— BEGIN Extracted data —

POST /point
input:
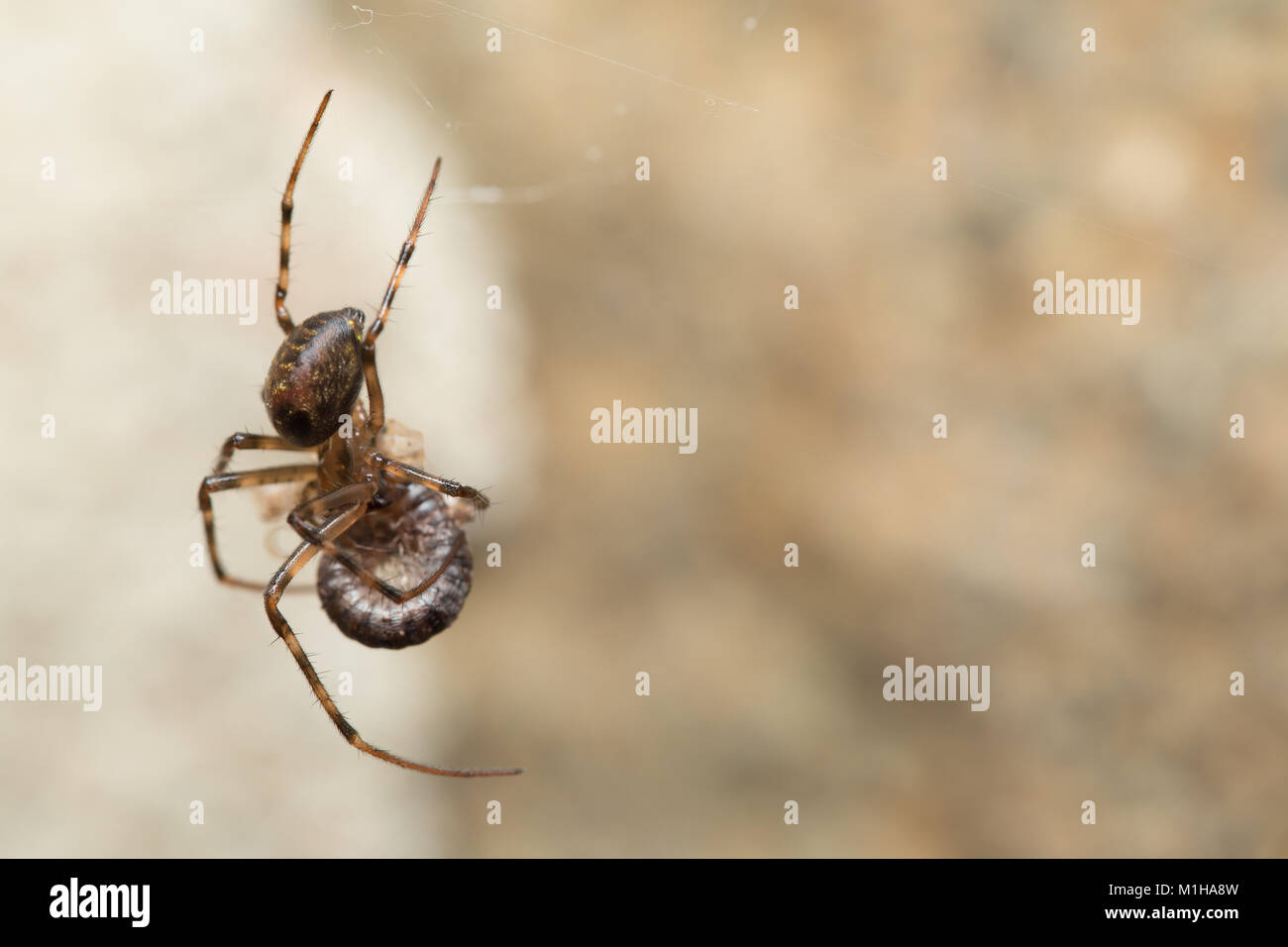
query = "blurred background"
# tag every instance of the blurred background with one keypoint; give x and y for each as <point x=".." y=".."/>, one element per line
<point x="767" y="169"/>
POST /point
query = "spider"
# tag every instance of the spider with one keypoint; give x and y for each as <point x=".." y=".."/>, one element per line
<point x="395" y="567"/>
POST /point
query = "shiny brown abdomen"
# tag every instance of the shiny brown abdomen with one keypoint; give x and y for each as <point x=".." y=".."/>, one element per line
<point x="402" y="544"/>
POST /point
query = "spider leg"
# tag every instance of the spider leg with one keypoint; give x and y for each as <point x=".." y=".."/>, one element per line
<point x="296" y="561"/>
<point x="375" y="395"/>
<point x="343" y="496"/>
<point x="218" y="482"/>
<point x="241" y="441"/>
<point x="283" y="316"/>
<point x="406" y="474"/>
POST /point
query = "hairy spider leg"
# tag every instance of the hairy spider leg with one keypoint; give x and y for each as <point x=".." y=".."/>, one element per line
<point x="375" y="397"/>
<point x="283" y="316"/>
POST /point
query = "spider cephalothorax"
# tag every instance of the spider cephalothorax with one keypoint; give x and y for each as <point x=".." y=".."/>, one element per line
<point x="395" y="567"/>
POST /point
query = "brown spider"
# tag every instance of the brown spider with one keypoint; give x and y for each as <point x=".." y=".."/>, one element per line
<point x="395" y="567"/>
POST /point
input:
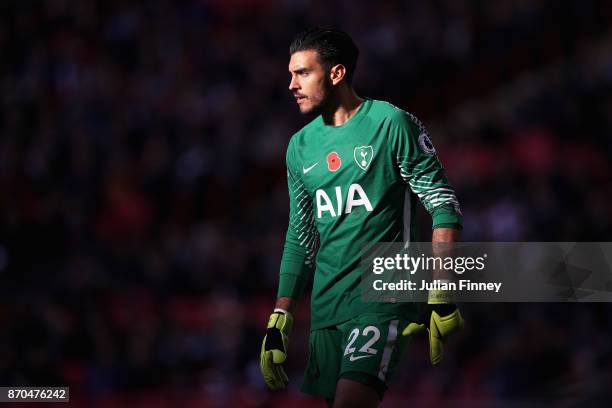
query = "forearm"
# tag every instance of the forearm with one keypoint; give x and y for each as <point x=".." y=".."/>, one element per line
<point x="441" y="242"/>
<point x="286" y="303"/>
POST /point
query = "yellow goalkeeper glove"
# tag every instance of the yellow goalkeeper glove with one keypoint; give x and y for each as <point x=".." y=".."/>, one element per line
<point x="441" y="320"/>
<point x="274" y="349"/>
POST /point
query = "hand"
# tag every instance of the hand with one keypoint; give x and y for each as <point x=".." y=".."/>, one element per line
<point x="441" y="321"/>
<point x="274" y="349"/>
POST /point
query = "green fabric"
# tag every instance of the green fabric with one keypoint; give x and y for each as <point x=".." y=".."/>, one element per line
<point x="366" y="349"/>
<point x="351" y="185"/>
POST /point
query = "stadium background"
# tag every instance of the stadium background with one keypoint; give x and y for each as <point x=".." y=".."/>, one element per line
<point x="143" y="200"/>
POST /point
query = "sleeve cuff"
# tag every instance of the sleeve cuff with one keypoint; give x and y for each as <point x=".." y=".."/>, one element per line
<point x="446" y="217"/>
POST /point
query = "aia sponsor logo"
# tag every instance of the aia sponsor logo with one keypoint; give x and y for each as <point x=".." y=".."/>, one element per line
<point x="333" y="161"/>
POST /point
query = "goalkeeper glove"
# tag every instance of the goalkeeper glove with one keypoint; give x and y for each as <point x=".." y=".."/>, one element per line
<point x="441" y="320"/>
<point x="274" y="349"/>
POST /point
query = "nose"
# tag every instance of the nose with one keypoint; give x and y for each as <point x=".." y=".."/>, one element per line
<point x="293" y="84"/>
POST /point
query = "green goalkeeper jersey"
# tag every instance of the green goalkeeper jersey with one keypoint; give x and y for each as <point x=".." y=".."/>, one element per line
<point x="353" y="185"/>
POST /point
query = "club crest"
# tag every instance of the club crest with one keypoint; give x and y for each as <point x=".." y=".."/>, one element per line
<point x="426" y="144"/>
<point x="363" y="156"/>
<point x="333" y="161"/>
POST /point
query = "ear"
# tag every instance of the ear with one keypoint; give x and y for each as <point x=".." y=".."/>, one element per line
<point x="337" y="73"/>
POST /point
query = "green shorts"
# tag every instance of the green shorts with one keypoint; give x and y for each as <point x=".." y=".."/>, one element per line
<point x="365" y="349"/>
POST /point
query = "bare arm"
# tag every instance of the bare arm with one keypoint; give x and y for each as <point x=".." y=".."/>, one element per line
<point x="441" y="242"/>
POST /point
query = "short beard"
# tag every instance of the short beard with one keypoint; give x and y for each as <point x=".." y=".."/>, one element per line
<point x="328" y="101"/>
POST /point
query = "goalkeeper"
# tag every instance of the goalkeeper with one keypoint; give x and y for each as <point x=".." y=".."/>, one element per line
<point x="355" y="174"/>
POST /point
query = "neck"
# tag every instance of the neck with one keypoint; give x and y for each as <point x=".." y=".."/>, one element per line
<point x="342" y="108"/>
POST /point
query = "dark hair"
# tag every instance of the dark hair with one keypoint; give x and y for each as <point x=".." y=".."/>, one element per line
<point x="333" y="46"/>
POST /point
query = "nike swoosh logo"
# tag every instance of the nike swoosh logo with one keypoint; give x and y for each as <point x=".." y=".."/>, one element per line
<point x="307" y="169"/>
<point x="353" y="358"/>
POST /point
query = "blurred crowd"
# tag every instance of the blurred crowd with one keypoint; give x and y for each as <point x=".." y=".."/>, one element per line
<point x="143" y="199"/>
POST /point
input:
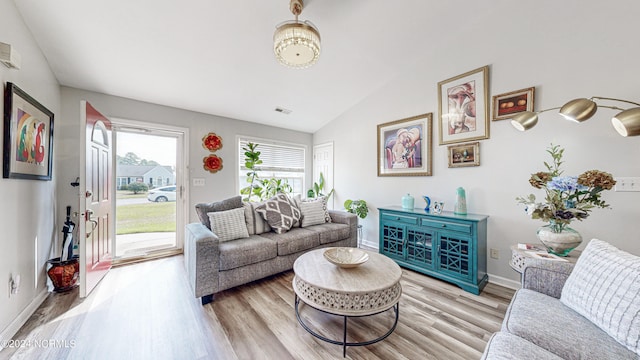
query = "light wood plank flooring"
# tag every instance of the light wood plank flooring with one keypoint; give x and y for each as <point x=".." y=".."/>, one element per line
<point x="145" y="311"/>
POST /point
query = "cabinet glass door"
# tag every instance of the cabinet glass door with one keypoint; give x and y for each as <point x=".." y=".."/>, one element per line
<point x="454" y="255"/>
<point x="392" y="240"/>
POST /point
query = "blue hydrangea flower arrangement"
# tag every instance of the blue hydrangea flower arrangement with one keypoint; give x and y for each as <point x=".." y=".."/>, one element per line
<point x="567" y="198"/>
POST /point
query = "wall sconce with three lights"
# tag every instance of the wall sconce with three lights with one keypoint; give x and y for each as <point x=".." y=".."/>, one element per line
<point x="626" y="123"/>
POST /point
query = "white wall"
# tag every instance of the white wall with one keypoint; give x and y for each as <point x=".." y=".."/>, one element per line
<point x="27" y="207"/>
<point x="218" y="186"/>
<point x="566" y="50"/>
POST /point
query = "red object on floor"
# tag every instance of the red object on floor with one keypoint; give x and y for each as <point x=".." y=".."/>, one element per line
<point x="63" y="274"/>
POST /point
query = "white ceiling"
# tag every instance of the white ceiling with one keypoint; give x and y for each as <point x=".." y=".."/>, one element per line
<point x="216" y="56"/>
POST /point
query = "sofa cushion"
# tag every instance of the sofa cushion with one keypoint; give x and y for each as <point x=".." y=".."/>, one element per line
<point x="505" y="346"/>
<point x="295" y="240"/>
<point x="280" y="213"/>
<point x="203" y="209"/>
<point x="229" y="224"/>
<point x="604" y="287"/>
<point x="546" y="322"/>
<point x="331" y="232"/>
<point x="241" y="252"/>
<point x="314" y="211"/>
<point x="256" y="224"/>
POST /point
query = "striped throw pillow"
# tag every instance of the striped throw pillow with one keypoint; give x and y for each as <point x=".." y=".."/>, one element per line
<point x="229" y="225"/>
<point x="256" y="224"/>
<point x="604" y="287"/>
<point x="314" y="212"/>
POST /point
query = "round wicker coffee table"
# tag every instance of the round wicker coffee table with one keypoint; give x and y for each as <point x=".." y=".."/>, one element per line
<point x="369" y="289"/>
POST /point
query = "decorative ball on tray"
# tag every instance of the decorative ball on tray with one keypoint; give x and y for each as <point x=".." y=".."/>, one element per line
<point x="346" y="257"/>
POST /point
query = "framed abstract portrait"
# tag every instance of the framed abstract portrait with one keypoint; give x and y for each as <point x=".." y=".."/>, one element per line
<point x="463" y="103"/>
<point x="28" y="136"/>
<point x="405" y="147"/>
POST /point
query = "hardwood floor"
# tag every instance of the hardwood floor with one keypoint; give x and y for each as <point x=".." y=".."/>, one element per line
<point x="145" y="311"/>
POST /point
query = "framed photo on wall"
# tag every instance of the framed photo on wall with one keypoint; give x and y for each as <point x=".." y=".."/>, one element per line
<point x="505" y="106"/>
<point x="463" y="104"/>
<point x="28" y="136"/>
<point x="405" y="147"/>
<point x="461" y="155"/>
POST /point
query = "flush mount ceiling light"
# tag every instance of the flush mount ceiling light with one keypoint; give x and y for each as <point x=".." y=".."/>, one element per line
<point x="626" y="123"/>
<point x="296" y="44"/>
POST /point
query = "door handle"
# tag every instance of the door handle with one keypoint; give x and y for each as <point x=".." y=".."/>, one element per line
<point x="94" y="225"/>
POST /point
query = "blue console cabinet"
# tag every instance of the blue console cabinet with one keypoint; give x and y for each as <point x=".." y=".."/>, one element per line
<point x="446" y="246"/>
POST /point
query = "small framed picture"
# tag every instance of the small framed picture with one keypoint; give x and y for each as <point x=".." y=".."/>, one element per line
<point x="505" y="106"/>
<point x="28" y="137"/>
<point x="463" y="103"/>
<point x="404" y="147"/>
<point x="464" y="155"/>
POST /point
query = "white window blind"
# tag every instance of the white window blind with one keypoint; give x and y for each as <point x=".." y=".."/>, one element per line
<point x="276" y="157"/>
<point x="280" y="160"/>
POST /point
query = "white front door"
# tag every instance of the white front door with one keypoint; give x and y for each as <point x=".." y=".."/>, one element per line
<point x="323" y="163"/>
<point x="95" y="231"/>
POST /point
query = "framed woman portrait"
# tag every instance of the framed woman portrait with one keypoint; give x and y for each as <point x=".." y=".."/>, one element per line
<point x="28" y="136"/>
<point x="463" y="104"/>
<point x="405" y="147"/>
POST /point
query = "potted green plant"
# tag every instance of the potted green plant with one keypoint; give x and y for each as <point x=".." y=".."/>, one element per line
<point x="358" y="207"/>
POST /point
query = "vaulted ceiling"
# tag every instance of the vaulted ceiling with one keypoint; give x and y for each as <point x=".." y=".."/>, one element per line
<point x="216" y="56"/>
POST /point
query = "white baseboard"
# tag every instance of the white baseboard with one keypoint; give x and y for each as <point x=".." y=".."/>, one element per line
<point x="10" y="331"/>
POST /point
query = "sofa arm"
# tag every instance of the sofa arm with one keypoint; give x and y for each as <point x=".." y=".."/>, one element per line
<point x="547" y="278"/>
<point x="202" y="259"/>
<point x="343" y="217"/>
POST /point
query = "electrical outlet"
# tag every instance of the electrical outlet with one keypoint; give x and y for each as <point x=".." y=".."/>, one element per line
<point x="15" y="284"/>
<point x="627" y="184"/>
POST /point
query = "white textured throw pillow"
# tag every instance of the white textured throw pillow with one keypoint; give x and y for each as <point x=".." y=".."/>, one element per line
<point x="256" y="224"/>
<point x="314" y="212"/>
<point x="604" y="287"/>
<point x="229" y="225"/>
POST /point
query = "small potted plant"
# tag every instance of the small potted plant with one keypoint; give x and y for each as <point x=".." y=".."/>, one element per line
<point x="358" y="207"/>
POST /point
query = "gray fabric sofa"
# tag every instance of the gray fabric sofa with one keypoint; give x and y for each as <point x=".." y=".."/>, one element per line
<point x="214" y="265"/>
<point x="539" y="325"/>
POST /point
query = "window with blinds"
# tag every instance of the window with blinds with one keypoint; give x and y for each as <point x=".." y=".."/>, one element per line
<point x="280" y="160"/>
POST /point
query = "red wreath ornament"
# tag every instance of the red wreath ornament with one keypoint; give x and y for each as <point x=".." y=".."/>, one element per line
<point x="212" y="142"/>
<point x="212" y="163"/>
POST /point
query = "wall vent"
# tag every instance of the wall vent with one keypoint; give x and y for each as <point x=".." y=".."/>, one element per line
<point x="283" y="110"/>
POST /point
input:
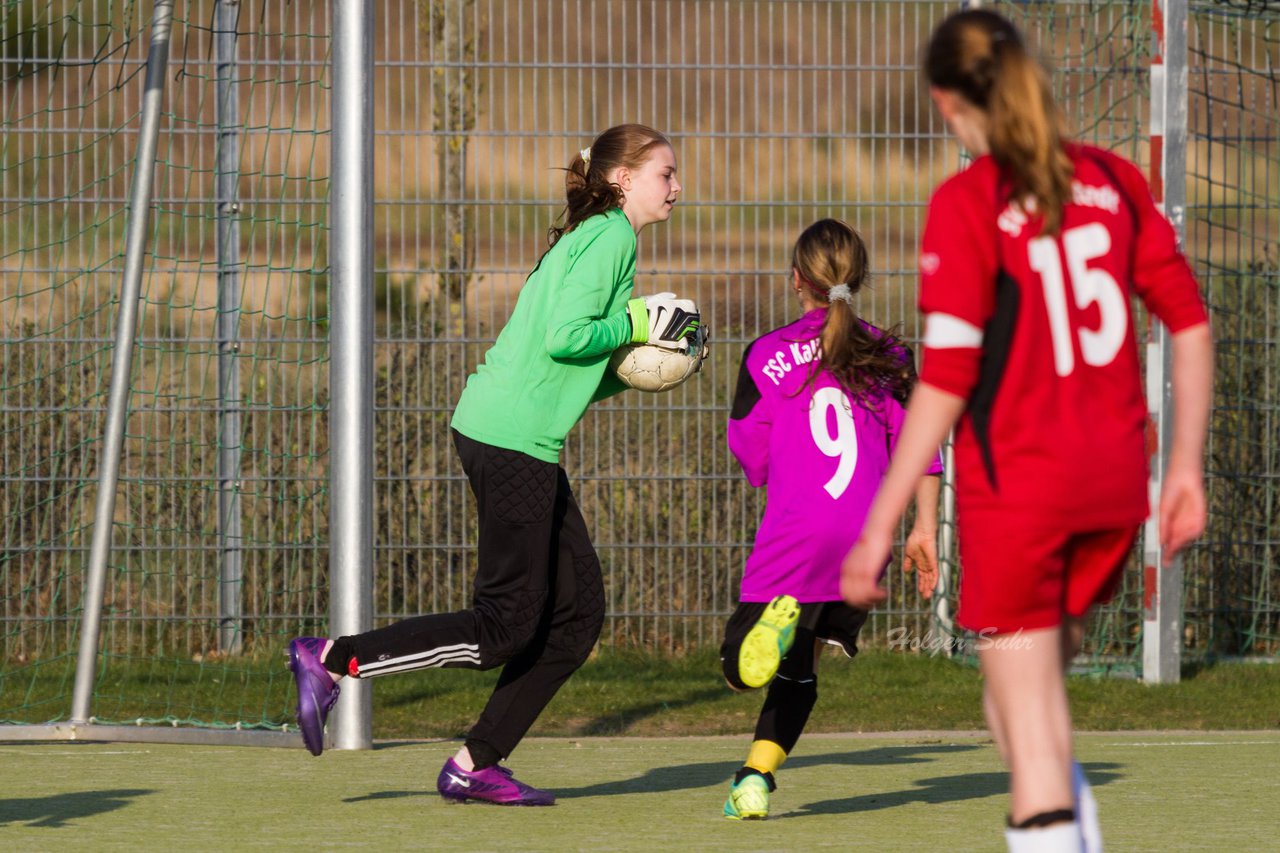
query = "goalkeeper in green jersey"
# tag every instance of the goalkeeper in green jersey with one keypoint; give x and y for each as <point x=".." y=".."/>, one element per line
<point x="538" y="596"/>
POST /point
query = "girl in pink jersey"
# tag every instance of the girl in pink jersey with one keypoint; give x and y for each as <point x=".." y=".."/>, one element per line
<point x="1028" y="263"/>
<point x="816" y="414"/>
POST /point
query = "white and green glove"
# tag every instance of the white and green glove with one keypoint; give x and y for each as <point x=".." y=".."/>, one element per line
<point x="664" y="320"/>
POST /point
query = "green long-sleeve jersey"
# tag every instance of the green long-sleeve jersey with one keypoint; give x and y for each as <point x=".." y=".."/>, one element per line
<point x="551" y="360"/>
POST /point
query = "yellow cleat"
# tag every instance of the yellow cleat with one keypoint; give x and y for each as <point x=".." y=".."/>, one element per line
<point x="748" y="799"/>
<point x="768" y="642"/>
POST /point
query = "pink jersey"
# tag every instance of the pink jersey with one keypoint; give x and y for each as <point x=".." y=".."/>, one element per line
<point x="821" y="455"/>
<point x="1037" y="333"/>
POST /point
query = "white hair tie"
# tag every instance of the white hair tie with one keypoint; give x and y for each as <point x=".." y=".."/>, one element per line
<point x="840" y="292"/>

— END Extracted data —

Exercise objective: Give only the number of lines in the data above that contain the word "neck", counting only matches with the same case.

Solution to this exercise: 2